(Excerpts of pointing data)
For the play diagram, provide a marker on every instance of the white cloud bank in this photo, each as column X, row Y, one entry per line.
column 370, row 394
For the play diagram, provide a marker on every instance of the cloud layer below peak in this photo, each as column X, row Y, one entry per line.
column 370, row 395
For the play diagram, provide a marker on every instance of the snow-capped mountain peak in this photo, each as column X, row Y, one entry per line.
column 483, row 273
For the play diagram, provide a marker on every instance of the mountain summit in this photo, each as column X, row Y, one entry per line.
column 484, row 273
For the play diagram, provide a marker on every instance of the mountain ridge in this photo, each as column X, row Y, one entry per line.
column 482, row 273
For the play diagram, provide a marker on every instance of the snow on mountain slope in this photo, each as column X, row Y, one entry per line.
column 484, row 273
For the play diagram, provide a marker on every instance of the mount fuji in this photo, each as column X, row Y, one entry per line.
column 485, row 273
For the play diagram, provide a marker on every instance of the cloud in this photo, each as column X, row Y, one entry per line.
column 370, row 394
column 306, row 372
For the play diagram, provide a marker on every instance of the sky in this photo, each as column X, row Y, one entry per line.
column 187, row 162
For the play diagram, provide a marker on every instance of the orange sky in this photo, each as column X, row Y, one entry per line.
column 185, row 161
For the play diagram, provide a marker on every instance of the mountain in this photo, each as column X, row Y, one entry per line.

#### WHAT IS EXPECTED:
In the entries above, take the line containing "the cloud layer" and each later line through the last, and repeat them exactly. Output nothing else.

#### ANSWER TO THIS EXERCISE:
For the play diagram, provide a marker on every instance of the cloud layer below peak in this photo, each as column X, row Y, one entry per line.
column 370, row 395
For the play diagram, provide a marker on every instance of the snow-capped mountain peak in this photo, each as column X, row Y, one entry per line.
column 483, row 273
For the play diagram, provide a marker on every instance of the mountain summit in this photo, each as column X, row Y, one entry per line.
column 484, row 273
For the play diagram, provide a marker on every instance of the mountain ridge in this photo, each as column X, row Y, one entry per line.
column 482, row 273
For the play diagram, provide a marker on every instance of the snow on mountain slope in this photo, each as column X, row Y, one entry per line.
column 484, row 273
For the play diagram, provide a marker on every instance of the mount fuji in this photo, each as column X, row Y, one entry per line.
column 485, row 273
For the play diagram, provide a marker on every instance of the cloud in this photo, each as column X, row Y, one entry per line.
column 370, row 394
column 306, row 372
For the play diagram, provide a marker on every instance of the sky in this photo, each as column X, row Y, one entry per line.
column 187, row 162
For the play diagram, provide a marker on every instance of the orange sky in this photo, each as column X, row Y, one entry per line.
column 185, row 161
For the play diagram, provide a marker on every instance of the mountain in this photo, each as column X, row Y, one entry per line.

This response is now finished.